EXERCISE GOAL
Could you set down all of the data again, exactly as it stands?

= Beginning of Section =

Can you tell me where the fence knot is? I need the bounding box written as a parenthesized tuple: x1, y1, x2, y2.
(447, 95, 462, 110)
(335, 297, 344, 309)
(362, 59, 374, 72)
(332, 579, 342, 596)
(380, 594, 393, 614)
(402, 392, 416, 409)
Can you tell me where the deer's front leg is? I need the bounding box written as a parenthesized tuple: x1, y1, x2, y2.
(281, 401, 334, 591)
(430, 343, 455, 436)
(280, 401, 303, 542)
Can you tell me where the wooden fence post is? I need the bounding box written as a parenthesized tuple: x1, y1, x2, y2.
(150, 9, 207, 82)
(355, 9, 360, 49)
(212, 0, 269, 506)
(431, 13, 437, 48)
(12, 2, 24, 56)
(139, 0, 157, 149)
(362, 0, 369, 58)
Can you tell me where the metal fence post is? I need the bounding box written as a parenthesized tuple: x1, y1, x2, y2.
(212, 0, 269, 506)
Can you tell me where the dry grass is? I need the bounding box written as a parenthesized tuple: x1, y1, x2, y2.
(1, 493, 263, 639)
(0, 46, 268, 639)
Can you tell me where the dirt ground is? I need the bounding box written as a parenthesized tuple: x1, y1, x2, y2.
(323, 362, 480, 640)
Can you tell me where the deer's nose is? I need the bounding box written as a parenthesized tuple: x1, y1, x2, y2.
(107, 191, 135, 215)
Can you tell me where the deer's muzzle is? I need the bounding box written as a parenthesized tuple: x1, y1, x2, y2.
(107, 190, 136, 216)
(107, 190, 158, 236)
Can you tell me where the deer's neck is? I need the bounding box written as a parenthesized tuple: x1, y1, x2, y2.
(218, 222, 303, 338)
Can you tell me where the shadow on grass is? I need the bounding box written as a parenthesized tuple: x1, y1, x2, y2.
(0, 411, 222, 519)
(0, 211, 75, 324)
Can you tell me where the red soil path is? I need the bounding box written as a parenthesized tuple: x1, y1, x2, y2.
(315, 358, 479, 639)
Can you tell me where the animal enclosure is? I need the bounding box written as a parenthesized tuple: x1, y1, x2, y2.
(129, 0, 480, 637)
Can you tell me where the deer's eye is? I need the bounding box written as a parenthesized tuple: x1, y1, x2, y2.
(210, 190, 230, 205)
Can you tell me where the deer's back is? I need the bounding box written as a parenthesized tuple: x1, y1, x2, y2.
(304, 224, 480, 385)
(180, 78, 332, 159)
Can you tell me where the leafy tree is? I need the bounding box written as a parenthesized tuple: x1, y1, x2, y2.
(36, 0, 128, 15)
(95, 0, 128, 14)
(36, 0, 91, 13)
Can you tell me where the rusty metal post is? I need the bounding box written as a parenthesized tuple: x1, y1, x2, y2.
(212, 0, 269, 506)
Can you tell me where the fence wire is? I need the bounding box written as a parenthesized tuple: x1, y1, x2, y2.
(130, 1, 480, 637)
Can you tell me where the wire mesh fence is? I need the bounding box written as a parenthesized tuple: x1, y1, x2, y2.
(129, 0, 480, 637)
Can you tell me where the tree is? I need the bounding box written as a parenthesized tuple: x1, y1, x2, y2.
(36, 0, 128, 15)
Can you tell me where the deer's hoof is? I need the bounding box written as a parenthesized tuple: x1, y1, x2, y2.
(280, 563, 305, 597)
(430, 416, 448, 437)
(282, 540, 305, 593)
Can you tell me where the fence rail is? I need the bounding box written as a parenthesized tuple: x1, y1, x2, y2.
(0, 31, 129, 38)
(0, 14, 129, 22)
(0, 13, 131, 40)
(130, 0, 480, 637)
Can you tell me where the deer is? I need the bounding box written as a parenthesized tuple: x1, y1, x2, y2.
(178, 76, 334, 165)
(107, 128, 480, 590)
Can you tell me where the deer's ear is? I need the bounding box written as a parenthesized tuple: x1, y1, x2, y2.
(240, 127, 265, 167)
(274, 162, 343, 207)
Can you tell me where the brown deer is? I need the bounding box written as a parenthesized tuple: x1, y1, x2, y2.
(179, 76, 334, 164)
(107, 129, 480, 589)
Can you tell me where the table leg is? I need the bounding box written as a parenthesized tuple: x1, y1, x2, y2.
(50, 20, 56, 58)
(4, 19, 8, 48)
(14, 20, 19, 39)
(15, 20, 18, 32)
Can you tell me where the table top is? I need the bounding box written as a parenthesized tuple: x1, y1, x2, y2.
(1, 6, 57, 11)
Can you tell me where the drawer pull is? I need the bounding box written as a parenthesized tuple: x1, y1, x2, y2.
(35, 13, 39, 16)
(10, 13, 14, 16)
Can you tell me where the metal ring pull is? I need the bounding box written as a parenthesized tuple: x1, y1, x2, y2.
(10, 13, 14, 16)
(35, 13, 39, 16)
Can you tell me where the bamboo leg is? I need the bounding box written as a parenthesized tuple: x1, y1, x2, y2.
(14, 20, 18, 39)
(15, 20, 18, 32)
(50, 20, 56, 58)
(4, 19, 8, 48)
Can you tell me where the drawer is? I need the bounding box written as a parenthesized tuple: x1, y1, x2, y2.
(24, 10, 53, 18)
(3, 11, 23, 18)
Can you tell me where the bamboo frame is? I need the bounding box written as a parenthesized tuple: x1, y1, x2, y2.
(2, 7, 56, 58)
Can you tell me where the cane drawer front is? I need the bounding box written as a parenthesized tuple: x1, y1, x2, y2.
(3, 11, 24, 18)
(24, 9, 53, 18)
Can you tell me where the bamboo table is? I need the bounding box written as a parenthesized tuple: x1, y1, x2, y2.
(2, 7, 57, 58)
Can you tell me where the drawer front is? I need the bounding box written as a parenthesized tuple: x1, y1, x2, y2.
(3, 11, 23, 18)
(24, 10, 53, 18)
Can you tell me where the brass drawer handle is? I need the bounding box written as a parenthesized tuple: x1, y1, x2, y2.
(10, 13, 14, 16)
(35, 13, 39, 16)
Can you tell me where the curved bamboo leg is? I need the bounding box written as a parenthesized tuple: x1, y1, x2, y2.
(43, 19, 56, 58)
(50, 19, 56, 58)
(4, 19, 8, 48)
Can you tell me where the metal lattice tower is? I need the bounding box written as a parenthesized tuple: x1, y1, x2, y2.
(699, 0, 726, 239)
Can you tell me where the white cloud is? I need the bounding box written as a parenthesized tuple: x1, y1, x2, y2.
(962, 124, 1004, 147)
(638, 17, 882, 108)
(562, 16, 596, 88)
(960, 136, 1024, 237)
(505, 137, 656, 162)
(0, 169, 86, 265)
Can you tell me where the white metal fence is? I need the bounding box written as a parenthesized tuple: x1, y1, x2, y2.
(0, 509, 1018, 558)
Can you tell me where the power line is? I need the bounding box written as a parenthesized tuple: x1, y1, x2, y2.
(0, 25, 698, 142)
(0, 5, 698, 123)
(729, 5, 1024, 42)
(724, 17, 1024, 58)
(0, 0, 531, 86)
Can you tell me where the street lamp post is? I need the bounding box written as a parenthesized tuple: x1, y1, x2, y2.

= End of Section =

YOUR RESPONSE
Can you tell me where the fence knot is? I need the bounding box written as a parenthesized tuple: x1, y1, x2, y2.
(447, 95, 462, 110)
(335, 297, 344, 309)
(362, 59, 374, 72)
(332, 579, 342, 596)
(380, 594, 393, 614)
(402, 392, 416, 409)
Can you tell me where the deer's front leg is? I need the bounding box written as a parenthesized tuple: x1, y1, x2, y2.
(281, 401, 334, 591)
(430, 343, 455, 436)
(280, 401, 303, 542)
Can you tell me where the wooden fence post is? I need the bounding box written as a parenthesized tuple: x1, y1, x2, y2.
(150, 9, 207, 82)
(355, 9, 360, 49)
(212, 0, 269, 506)
(431, 13, 437, 48)
(12, 2, 24, 56)
(139, 0, 157, 149)
(362, 0, 369, 58)
Can you tell me where the metal fence post is? I need the bounding box written as a parenthesized tuple: x1, y1, x2, y2.
(212, 0, 269, 506)
Can you tell me where the dry grass is? I need the bounding box written as a parenthesized tuple: x1, y1, x2, y2.
(1, 493, 263, 639)
(0, 46, 268, 639)
Can you tell me where the dirt ground is? I need the bounding box written as a parenthesized tuple: x1, y1, x2, y2.
(323, 362, 480, 640)
Can you tell me where the deer's nose is? I need the bounding box written as a parenthesized tuple: x1, y1, x2, y2.
(107, 191, 135, 215)
Can you tell me where the deer's muzzle is? I need the bounding box written as a parenthesized tuple: x1, y1, x2, y2.
(107, 190, 136, 216)
(107, 190, 158, 236)
Can you tell me where the deer's neck is? I need the bounding box written as a parenthesized tuple: x1, y1, x2, y2.
(218, 222, 303, 338)
Can you tell me where the shadow on grass is? I need the bounding box written as a parenthesized tuple: x1, y1, x2, y2.
(0, 411, 222, 519)
(0, 211, 75, 324)
Can you tell me where the red soil path is? I need the bounding box written as a parenthesized tuple: x1, y1, x2, y2.
(315, 358, 479, 639)
Can you tell me where the animal enclosure is? I need the bounding box written as a parenthesized tuple: x1, y1, x2, y2.
(129, 0, 480, 637)
Can you tell me where the deer's eye is? I need the bounding box written as a parenthesized tuple: x1, y1, x2, y2.
(210, 190, 230, 205)
Can you tell me where the deer's back is? I need the bounding box written as a parenthesized tuple: x1, y1, x2, y2.
(304, 224, 480, 385)
(180, 78, 332, 159)
Can you tell me where the leafy tree is? I need the bounding box written as a parenthesized tuple: x1, y1, x2, y2.
(36, 0, 128, 15)
(95, 0, 128, 14)
(36, 0, 91, 13)
Can you tell me where the rusty metal post is? I need the bounding box written as a parenthesized tuple: x1, y1, x2, y2.
(212, 0, 269, 506)
Can you tell me where the fence wire is? I need the bounding box written as a parenthesized tuple: x1, y1, x2, y2.
(130, 1, 480, 637)
Can you tell me where the wire mesh fence is? I need the bounding box written as a parenthesized tuple: x1, y1, x2, y2.
(129, 0, 480, 637)
Can you tell me where the tree is? I need the bounding box written as a parenthesized tuple: x1, y1, x2, y2.
(36, 0, 128, 15)
Can you tell me where the deer's hoof is? I need the bounding box written as a parenthesized tuple: x1, y1, x2, y2.
(280, 563, 305, 597)
(430, 416, 448, 437)
(282, 540, 305, 593)
Can you tell me where the fence rail is? I need the bounding box written as a parenthesized tuple: x1, y1, x2, y2.
(0, 31, 129, 38)
(0, 14, 129, 22)
(0, 13, 131, 40)
(130, 0, 480, 637)
Can you tell me where the deer is? I need the bounding box written as a parenthesized tuple: x1, y1, x2, y2.
(178, 76, 334, 165)
(107, 128, 480, 590)
Can you tell me where the deer's ear is? I need the bounding box written as a parenthesized tuple: x1, y1, x2, y2.
(240, 127, 265, 167)
(274, 162, 343, 207)
Can you tell me where the brown deer is? I need the bounding box written as a parenthesized tuple: x1, y1, x2, y2.
(179, 76, 334, 164)
(107, 129, 480, 589)
Can you tell me where the table leg is? I need the bounding box written as a parenthesized tuple: x1, y1, x2, y2.
(50, 20, 56, 58)
(4, 19, 8, 48)
(14, 20, 19, 39)
(15, 20, 18, 32)
Can you tell me where the table top is? I need the bounding box written as a parenthesized tuple: x1, y1, x2, y2.
(1, 6, 57, 11)
Can you tell me where the drawer pull is? I need the bounding box written as a parenthesized tuple: x1, y1, x2, y2.
(35, 13, 39, 16)
(10, 13, 14, 16)
Can you tell me where the metal ring pull is? I need the bounding box written as a parenthesized tuple: x1, y1, x2, y2.
(10, 13, 14, 16)
(35, 13, 39, 16)
Can you tell me where the bamboo leg is? I need the bounding box written as a parenthesized tuple: x1, y1, x2, y2.
(14, 20, 18, 39)
(15, 20, 18, 32)
(50, 20, 56, 58)
(4, 19, 8, 48)
Can you tell me where the drawer is? I need the bounding box written as a parenthesized tuple: x1, y1, x2, y2.
(24, 10, 53, 18)
(3, 11, 23, 18)
Can you tell me where the bamboo frame is? I need the bounding box written as a parenthesized tuple: x1, y1, x2, y2.
(2, 7, 56, 58)
Can you tell me where the cane drawer front is? I need the bounding box written as a parenthesized tuple: x1, y1, x2, y2.
(3, 11, 24, 18)
(24, 9, 53, 18)
Can you tell me where the bamboo table is? I need the bounding box written as a parenthesized tuple: x1, y1, x2, y2.
(2, 7, 57, 58)
Can you tell me where the drawer front is? I need the bounding box written as a parenthesized tuple: x1, y1, x2, y2.
(3, 11, 23, 18)
(24, 10, 53, 18)
Can you tell me where the brass drawer handle is? I need the bounding box written as a parenthesized tuple: x1, y1, x2, y2.
(10, 13, 14, 16)
(35, 13, 39, 16)
Can you tell me where the curved bamboo leg is? I need the bounding box written as a parenthesized tuple: x1, y1, x2, y2.
(43, 19, 56, 58)
(50, 19, 56, 58)
(4, 19, 8, 48)
Can you tell me where the metal lattice tower is? I need the bounding box written as a parenthesized tuple: x1, y1, x2, y2.
(699, 0, 726, 239)
Can you tell me where the white cloud is? I need the bounding box written as a parenthesized tuple: x1, y1, x2, y2.
(962, 124, 1004, 147)
(638, 17, 882, 108)
(562, 16, 596, 88)
(960, 136, 1024, 237)
(505, 137, 656, 162)
(0, 169, 86, 265)
Can you tell me where the white metal fence is? I need the bounding box written as a parenthesized tuple: x1, y1, x2, y2.
(0, 509, 1018, 558)
Can you tell me where the power line is? I need the bounding box written as a parenthesized tuple: x1, y1, x2, y2.
(0, 25, 698, 142)
(0, 5, 698, 123)
(729, 5, 1024, 42)
(724, 17, 1024, 58)
(0, 0, 531, 86)
Can you tell me where the street lamp post is? I need the bounding box written as a parenthesized tuple: x1, y1, x2, y2.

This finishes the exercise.